◆ PAGINA ◆
-- -- --

Ma è appunto esclusivamente in tali due casi - assoluzione e compensazione - che le discipline degli arti. 541 c.p.p., 82 e 110 t.u.s.g. mantengono la propria autonomia.
Quando invece la sentenza penale contiene il riconoscimento della responsabilità dell'imputato anche ai fini civili e la sua condanna alla rifusione delle spese legali, tale autonomia vien meno, trovando applicazione esclusivamente la disciplina di cui all'art. 110 d.P.R. 115/2002, normativa successiva, speciale e specifica rispetto a quella dell'art. 541 c.p.p.. In altri termini, in realtà non vi è una sovrapposizione di norme non coordinate (situazione che pur imporrebbe la ricerca di soluzione interpretativa sistematica), bensì l'operare in concreto del generale principio di specialità tra diverse discipline che riguardino la medesima fattispecie. In tal senso non può essere condivisa la giurisprudenza della Quarta sezione di questa Corte sul punto, secondo la quale i provvedimenti ex art. 541 ed ex art. 82 sarebbero sempre "distinti ed entrambi necessari", "rispondendo a finalità e ratio legis assolutamente differenti tra loro", sicché la "difficoltà, anche
dal punto di vista pratico, di coordinare le due liquidazioni" e gli "inconvenienti" conseguenti dovrebbero essere evitati solo "riconoscendo l'autonomia delle due liquidazioni" (per tutte, Sentenze 42844/08 e 26663/08). Appare invero francamente assorbente l'osservazione che non si comprende quale spazio avrebbe, nella fattispecie esaminata ed alla luce delle considerazioni sistematiche prima svolte, la statuizione relativa all'art. 541 c.p.p. (intesa come condanna diretta dell'imputato in favore della parte civile), risultando così in realtà solo inutiliter data. Perché, giova ripeterlo, quando la parte civile è ammessa al patrocinio a spese dello Stato, in ordine alla disciplina della rifusione delle spese legali non residua alcun rapporto diretto tra l'imputato soccombente e la parte civile, perché l'unico rapporto di quest'ultima - e del suo difensore - è solo con lo Stato. Sicché porre a carico dell'imputato la liquidazione delle spese in favore della parte civile ammessa al patrocinio a spese dello Stato costituisce solo un errore di diritto e realizza un vizio di violazione di legge.

-- -- --

◆ ESTRATTO DEI DATI ◆
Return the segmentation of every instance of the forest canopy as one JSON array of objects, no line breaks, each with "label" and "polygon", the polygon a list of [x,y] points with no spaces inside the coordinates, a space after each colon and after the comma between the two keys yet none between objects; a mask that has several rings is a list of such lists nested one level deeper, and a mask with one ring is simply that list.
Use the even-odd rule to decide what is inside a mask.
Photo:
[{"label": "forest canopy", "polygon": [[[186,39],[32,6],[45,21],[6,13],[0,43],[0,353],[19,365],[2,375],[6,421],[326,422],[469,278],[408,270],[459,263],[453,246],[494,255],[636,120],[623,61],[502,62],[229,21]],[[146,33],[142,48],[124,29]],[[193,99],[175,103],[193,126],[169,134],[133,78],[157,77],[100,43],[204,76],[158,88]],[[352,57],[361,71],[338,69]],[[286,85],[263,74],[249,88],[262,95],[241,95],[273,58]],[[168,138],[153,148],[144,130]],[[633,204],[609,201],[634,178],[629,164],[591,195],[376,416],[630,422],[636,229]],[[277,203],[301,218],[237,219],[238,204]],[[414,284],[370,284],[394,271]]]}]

-- -- --

◆ PARTI DELL'ESERCIZIO ◆
• 1. Trascrivi dal brano sulle spese legali tutto quello che va da "Ma è appunto" fino a "la propria autonomia.".
• 2. Per ciascuna affermazione, di' se va d'accordo con il brano sulle spese legali rispondendo sì o no e citando le parole del brano che lo decidono: (a) il brano condivide la giurisprudenza della Quarta sezione sul punto; (b) quando la parte civile è ammessa al patrocinio a spese dello Stato, il suo unico rapporto è con lo Stato; (c) la normativa dell'art. 110 d.P.R. 115/2002 è precedente a quella dell'art. 541 c.p.p.
• 3. Riscrivi sotto forma di elenco puntato il paragrafo del brano sulle spese legali che comincia con "Ma è appunto esclusivamente", mantenendo i fatti principali.
Per rispondere usa soltanto il brano sulle spese legali.

◆ RISPOSTE ◆
• 1.
Ma è appunto esclusivamente in tali due casi - assoluzione e compensazione - che le discipline degli arti. 541 c.p.p., 82 e 110 t.u.s.g. mantengono la propria autonomia.

• 2.
(a) No: "non può essere condivisa la giurisprudenza della Quarta sezione di questa Corte sul punto".
(b) Sì: "l'unico rapporto di quest'ultima - e del suo difensore - è solo con lo Stato".
(c) No: "normativa successiva, speciale e specifica rispetto a quella dell'art. 541 c.p.p."

• 3.
- Casi presi in esame: assoluzione e compensazione.
- Soltanto in questi due casi le norme degli articoli 541 c.p.p., 82 e 110 t.u.s.g. restano autonome.